- _Task set_
(1) In the third molar surgery text, how many of the 30 patients had bacteremia after surgery?
(2) Pick up the third molar surgery text after its last sentence and keep writing its introduction.

- _Reading text_

○ ○ ○

Abstract
Background
Microorganisms may invade the blood stream by oral routes through surgical procedures like extractions, fractured teeth and periodontal pockets. The incidence of bacteremia is 70–80 % following tooth extraction, sub gingival scaling and intra ligament injection.
Aims and Objectives
Aim of study was to evaluate and compare the efficacy of two topical antimicrobial agents for the prevention of post-surgical bacteremia during mandibular third molar surgery. And objectives were to suggest need of proper topical antimicrobial agents and select proper antibiotics before oral surgical procedures in high risk cardiac patients.
Materials and Methods
Thirty patients with Class 1, Position B mesioangular impacted mandibular third molar were randomly included in study and divided into 3 groups, each group containing 10 patients. Group I; sterile water group, Group II: povidone-iodine (5 %) group, Group III: chlorhexidine (Q, 2 %) group, pre and post-surgical blood samples were collected and Microbiological analyses of the blood samples were done. The organisms were identified by standard method on grams staining and identification of bacterial species by biochemical tests.
Results
The clinical parameters like oral hygiene index simplified and periodontal index of Russel showed that all patients in three groups had fair oral hygiene with simple gingivitis on mean. In some individuals with slightly higher OHIS and PI scores, bacteremia was noted. All the pre surgical blood samples were negative for the growth of bacteria after 7 days of culture. In total 30 patients, 12 subjects had postoperative bacteremia. Out of those 12 patients 6 cases (60 %) of group I showed positive bacterial growth in the post surgical blood sample, while 4 cases in group III and 2 cases (20 %) in group II showed the same.
Conclusion
Use of povidone-iodine and chlorhexidine prior to the oral surgical procedures decreases the incidence of bacteremia as compared to sterile water irrigation. Povidone-iodine significantly reduces the incidence bacteremia and number of organisms compared to chlorhexidine and sterile water.
Keywords: Bacteremia, Chlorhexidine, Oral surgery, Povidone iodine, Third molar surgery
Introduction
The development, implementation and routine use of effective infection control strategies has required a major commitment by health professionals and industry. There have been many advances in equipment, instrument, barrier and chemical technologies in the past few years. Yet, the willingness of health care providers to respond to well documented information on infectious disease risks and recommendations for prevention has been crucial in this recent evaluation of infection control.

○ ○ ○

- _Dataset content_
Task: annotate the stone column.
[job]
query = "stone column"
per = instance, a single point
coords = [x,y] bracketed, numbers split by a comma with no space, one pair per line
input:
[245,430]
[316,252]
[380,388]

○ ○ ○

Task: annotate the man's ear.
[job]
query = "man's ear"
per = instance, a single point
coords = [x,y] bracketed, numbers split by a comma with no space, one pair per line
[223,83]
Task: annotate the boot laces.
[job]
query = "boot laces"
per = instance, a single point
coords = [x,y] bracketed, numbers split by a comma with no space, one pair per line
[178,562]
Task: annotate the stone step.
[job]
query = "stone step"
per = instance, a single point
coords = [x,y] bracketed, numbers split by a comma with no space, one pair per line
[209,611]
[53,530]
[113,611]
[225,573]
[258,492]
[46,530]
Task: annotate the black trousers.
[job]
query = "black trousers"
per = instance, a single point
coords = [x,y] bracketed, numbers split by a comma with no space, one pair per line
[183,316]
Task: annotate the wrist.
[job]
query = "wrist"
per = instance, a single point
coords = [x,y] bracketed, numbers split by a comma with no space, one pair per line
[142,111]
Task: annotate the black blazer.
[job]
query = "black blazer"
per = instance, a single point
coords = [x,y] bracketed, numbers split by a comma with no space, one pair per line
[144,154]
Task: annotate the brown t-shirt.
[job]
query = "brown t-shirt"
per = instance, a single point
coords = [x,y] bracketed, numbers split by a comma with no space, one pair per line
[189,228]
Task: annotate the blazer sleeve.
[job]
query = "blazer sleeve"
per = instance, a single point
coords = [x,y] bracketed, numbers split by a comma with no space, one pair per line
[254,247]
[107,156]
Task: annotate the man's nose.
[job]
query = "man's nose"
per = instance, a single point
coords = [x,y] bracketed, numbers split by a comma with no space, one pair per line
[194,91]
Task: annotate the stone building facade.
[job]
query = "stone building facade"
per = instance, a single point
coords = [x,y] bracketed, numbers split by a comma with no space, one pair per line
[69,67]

○ ○ ○

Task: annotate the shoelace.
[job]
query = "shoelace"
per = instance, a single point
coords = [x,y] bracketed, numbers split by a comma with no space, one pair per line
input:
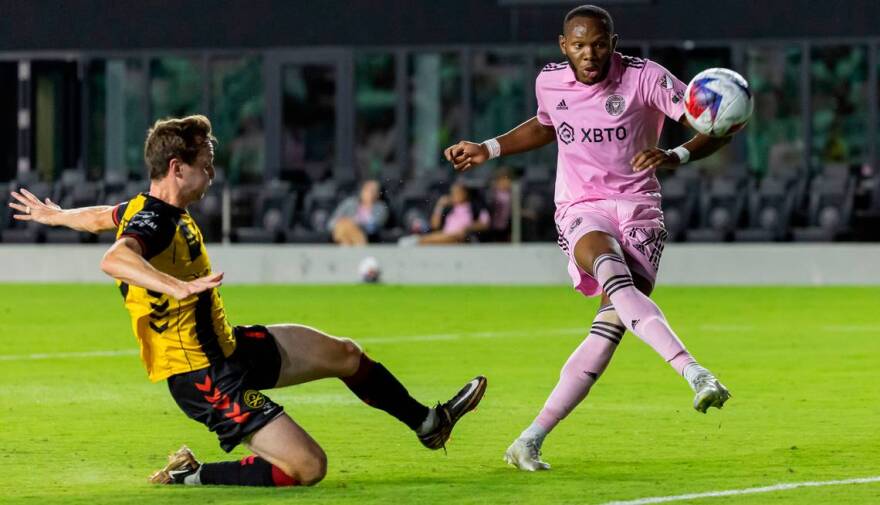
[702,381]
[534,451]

○ ○ ○

- _Answers in order_
(1) 12 patients

(2)
Microorganisms may invade the blood stream by oral routes through surgical procedures like extractions, fractured teeth and periodontal pockets. Bacteremia could also be associated with gingival massage, mastication, mobile teeth, oral prophylaxis and other oral manipulations. Thus occurred bacteremia depends on the quality of oral hygiene, periodontal condition and type of treatment rendered. The incidence of bacteremia is 70–80 % following tooth extraction, subgingival scaling and intra ligamental injection [1].
The occurrence of transient bacteremia does not lead to any complications in healthy individuals but in certain individuals with congenital/acquired heart diseases or those fitted with valvular prosthesis; Circulating bacteria may reach defective endocardium and can cause a bacterial endocarditis, as first suggested by Horder in 1909 and later by Lewis Grant in 1923 [2].
As a consequence, many health professionals responded by incorporating better microbial disease prevention measures into their professional activities.
The American Heart Association recommends prophylactic antibiotics for patients who are undergoing oral surgical procedures and are most likely to cause transient bacteremia [3, 4]. Although prophylactic antibiotics may decrease the risk of bacterial endocarditis, it cannot prevent transient bacteremia. So in adjunct with these, topical antiseptics have been used [5, 6].The various topical antiseptics used are chlorhexidine, iodine, phenols, and quaternary ammonium compounds, Idophores.
In this study an effort is made to evaluate the potent topical antimicrobial agent that minimizes the incidence of postoperative transient bacteremia following lower third molar surgery and to suggest prophylactic use of effective antibiotic for commonly isolated bacteria.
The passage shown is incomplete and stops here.